THE TASK:
The expected copy holds every entry exactly and none of the pictures.

EXERCISE INPUT:
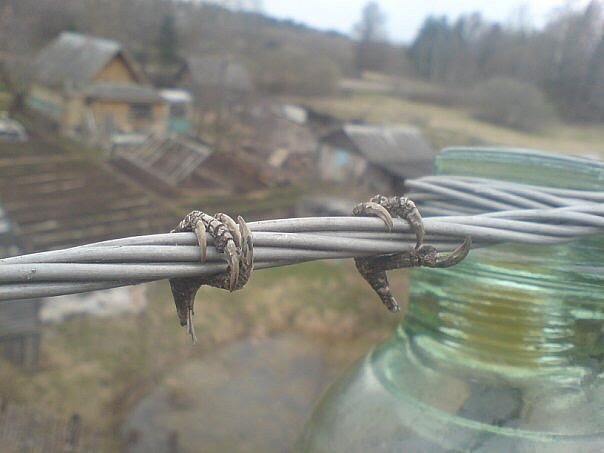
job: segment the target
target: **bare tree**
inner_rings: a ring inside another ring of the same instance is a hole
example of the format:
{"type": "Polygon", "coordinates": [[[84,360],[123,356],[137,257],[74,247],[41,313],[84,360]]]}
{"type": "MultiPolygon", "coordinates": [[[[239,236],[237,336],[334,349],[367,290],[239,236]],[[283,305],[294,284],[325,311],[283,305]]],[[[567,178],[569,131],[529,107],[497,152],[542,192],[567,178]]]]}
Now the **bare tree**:
{"type": "Polygon", "coordinates": [[[363,8],[361,20],[355,25],[356,67],[359,71],[381,70],[386,65],[386,15],[375,1],[363,8]]]}
{"type": "Polygon", "coordinates": [[[589,119],[592,57],[598,51],[603,25],[601,5],[592,0],[585,10],[565,11],[548,26],[556,45],[546,89],[566,118],[589,119]]]}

PROBLEM SOLUTION:
job: segment the target
target: **bare tree**
inner_rings: a ring inside another ring of the same instance is a hole
example of the format:
{"type": "Polygon", "coordinates": [[[84,360],[123,356],[137,257],[74,247],[41,313],[84,360]]]}
{"type": "MultiPolygon", "coordinates": [[[[239,236],[237,336],[334,349],[367,290],[239,236]],[[283,305],[294,284],[325,311],[283,305]]],[[[567,178],[569,131],[529,107],[497,152],[542,192],[567,178]]]]}
Now the **bare tree**:
{"type": "Polygon", "coordinates": [[[363,8],[361,20],[355,25],[356,67],[359,71],[381,70],[386,65],[386,15],[375,1],[363,8]]]}
{"type": "Polygon", "coordinates": [[[589,119],[592,57],[598,51],[603,25],[601,5],[592,0],[585,10],[565,11],[548,26],[556,45],[546,89],[566,118],[589,119]]]}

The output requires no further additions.